Object position labeling entries:
* Begin *
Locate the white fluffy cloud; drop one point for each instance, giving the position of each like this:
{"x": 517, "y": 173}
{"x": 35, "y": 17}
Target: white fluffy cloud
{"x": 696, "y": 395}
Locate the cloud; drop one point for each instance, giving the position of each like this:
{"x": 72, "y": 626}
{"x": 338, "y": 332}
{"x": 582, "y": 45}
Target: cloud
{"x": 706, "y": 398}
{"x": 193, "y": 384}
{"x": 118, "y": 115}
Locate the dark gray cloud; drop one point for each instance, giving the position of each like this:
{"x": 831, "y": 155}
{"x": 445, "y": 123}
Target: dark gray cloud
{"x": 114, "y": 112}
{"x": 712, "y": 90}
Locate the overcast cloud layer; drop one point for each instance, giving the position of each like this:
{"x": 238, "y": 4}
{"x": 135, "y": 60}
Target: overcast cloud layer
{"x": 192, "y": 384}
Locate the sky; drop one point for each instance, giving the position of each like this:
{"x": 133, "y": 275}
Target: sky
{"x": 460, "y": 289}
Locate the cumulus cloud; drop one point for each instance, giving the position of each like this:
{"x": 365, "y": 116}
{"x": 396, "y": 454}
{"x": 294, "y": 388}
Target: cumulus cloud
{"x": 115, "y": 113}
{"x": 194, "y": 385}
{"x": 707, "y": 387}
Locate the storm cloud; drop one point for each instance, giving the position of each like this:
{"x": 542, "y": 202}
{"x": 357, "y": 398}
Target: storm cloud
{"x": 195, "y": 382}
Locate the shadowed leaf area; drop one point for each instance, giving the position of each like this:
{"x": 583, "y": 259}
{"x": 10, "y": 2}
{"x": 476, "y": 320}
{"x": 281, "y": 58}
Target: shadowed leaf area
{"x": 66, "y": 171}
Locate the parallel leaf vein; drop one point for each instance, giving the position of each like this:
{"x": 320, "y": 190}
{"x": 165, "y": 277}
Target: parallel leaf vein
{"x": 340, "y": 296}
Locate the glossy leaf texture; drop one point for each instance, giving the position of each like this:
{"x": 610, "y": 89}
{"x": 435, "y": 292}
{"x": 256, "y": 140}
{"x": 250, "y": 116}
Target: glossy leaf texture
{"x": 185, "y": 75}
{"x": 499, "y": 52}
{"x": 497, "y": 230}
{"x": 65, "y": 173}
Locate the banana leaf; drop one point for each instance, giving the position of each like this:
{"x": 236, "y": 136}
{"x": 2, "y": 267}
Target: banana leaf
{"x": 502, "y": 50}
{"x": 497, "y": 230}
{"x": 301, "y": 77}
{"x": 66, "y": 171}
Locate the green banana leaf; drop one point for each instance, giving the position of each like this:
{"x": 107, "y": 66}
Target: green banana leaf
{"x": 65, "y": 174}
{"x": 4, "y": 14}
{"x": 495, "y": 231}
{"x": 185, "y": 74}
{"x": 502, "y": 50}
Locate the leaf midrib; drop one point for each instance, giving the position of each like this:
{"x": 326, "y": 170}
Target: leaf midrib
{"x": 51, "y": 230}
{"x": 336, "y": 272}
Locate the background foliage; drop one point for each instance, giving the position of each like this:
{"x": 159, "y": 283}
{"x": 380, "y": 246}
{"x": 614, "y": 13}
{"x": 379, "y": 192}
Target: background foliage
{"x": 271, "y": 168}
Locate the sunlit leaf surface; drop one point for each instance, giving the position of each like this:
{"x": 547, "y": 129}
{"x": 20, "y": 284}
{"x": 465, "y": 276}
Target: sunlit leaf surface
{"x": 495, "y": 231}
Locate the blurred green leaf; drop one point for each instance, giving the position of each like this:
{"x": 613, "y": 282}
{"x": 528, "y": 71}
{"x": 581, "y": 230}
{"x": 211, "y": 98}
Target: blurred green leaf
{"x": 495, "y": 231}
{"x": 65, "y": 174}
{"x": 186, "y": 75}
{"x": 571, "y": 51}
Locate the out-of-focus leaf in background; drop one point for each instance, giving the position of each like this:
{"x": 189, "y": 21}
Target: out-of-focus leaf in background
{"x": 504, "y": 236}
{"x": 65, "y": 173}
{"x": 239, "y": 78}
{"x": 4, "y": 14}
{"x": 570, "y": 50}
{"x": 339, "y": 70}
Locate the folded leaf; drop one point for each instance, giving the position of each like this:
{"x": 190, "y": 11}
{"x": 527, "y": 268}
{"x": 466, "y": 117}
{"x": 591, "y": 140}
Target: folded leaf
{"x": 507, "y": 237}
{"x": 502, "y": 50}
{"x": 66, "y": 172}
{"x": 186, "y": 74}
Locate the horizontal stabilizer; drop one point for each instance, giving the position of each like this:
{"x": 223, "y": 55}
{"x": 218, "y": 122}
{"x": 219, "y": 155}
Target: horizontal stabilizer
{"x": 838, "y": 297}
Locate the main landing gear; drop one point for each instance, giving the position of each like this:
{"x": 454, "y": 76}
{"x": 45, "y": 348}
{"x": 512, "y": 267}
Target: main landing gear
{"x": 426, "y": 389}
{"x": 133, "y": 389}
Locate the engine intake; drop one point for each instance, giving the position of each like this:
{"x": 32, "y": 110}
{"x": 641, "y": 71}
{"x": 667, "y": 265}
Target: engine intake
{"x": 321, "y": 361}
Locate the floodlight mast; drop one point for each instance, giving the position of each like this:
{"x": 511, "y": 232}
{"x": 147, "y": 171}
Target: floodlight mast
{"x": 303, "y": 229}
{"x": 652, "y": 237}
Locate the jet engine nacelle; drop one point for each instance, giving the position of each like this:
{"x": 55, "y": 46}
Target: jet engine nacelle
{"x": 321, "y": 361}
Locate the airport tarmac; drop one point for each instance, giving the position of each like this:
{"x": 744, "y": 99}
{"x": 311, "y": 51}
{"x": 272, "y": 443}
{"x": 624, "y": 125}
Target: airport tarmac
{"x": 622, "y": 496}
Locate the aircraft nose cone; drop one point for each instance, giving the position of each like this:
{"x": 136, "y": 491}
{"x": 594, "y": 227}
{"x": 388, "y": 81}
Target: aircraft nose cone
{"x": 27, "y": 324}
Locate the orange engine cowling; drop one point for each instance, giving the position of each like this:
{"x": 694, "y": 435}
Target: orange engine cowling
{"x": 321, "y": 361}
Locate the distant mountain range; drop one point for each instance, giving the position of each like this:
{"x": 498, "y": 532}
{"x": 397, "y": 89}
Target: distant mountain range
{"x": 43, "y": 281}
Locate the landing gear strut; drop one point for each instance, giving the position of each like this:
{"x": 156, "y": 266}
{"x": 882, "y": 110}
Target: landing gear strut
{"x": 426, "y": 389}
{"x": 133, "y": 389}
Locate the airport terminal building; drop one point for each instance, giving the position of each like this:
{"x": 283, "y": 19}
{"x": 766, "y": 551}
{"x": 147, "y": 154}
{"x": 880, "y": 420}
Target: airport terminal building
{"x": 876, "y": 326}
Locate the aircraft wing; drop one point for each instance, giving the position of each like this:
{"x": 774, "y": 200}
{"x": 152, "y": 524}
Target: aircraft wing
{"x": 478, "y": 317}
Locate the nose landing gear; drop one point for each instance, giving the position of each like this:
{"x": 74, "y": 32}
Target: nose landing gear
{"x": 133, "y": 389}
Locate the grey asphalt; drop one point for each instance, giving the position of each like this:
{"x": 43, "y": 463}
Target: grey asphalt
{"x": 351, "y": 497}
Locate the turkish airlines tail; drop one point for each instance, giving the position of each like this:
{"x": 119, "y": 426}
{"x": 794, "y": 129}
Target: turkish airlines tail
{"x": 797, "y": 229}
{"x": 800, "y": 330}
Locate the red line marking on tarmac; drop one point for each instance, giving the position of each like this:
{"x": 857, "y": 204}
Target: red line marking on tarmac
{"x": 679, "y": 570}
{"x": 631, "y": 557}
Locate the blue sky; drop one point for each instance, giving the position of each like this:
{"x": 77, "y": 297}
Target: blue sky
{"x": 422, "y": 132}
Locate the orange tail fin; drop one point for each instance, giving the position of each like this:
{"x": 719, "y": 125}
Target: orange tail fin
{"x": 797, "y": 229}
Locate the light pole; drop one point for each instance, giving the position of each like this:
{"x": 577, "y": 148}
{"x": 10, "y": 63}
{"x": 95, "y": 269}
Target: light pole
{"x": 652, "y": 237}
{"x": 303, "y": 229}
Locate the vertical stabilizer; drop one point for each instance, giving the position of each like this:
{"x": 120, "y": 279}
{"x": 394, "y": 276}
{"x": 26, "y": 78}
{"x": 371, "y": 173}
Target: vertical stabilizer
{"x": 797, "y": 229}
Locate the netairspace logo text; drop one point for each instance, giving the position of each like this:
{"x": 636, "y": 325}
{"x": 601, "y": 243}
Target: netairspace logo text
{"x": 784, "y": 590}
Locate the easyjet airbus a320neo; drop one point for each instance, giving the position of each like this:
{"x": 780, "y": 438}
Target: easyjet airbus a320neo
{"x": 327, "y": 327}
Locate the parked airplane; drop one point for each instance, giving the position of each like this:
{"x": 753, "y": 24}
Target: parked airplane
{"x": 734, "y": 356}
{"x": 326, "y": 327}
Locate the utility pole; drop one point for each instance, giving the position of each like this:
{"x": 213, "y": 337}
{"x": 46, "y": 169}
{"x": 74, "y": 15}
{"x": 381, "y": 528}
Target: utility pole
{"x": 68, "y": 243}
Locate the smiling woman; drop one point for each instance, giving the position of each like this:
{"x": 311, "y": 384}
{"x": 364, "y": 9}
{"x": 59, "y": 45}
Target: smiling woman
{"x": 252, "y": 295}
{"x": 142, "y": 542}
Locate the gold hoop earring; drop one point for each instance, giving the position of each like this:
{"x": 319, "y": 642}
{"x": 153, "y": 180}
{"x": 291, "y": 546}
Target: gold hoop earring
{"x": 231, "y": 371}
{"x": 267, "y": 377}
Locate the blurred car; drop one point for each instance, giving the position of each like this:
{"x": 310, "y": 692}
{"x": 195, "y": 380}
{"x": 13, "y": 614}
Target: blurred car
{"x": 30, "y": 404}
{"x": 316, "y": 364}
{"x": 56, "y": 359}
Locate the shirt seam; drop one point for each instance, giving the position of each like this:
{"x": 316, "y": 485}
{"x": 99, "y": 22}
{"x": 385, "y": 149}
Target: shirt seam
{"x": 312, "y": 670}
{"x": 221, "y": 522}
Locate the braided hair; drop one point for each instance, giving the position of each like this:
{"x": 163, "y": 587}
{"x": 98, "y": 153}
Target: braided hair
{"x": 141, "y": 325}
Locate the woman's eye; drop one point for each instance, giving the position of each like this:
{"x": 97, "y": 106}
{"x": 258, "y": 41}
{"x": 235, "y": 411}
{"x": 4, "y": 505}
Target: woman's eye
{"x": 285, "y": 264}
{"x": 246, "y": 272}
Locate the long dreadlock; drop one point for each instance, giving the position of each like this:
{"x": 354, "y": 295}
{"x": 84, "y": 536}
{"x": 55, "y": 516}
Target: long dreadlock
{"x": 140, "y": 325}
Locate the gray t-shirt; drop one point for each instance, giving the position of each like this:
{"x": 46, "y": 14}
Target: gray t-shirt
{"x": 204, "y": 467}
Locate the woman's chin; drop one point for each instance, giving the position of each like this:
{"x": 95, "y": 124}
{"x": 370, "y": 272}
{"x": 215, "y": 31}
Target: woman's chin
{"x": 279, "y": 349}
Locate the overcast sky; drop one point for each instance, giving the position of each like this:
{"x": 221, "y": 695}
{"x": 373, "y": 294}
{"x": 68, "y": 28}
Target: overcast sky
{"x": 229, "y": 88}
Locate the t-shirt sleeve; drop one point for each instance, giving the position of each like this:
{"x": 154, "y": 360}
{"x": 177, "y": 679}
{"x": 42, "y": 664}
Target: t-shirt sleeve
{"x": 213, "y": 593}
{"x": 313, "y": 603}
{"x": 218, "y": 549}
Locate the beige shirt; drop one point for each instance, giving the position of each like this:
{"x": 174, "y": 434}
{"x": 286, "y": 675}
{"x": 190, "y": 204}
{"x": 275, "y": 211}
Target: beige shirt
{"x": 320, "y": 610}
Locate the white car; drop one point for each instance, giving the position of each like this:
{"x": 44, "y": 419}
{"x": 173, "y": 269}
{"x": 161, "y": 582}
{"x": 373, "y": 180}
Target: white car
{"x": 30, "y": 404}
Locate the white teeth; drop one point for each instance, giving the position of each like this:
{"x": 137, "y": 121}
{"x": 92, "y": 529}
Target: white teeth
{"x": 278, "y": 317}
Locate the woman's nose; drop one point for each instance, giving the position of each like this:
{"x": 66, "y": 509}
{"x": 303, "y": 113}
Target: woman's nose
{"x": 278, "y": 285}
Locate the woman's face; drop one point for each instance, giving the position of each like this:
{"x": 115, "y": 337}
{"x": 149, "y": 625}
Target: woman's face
* End *
**EXERCISE REQUIREMENTS:** Repeat the lines from the one containing "Locate the gray" through the end of the listing, exactly and without any other lines; both ends are included.

**ANSWER TO THIS PROBLEM:**
Locate the gray t-shirt; drop one point for each instance, giving the position of each like this:
{"x": 46, "y": 14}
Target: gray t-shirt
{"x": 204, "y": 467}
Locate the woman's chin; drop one point for each instance, giving the position of each like this:
{"x": 95, "y": 124}
{"x": 370, "y": 272}
{"x": 215, "y": 31}
Target: woman's chin
{"x": 279, "y": 349}
Locate the overcast sky; drop one point for each instance, giving the position of each like this:
{"x": 221, "y": 695}
{"x": 373, "y": 294}
{"x": 68, "y": 28}
Target: overcast sky
{"x": 229, "y": 88}
Locate the t-shirt sleeve; drop one point for each instance, giving the position of each like this:
{"x": 154, "y": 360}
{"x": 177, "y": 679}
{"x": 42, "y": 664}
Target: t-shirt sleeve
{"x": 213, "y": 593}
{"x": 313, "y": 603}
{"x": 218, "y": 549}
Locate the beige shirt; drop one point for each instance, giving the position of each like this:
{"x": 174, "y": 434}
{"x": 286, "y": 675}
{"x": 190, "y": 204}
{"x": 275, "y": 211}
Target: beige shirt
{"x": 320, "y": 610}
Locate the white car; drop one point for each instance, giving the position of each like this:
{"x": 44, "y": 419}
{"x": 173, "y": 269}
{"x": 161, "y": 582}
{"x": 373, "y": 180}
Target: white car
{"x": 30, "y": 404}
Locate the white teeth; drop one point for each instance, giving the position of each like this:
{"x": 137, "y": 121}
{"x": 92, "y": 529}
Target: white teeth
{"x": 278, "y": 317}
Locate the woman's nose; drop one point for each instance, giving the position of each like this:
{"x": 66, "y": 509}
{"x": 303, "y": 113}
Target: woman's nose
{"x": 278, "y": 285}
Locate the woman's face; drop one point for each instance, giving the position of each like this:
{"x": 115, "y": 337}
{"x": 149, "y": 625}
Target: woman's face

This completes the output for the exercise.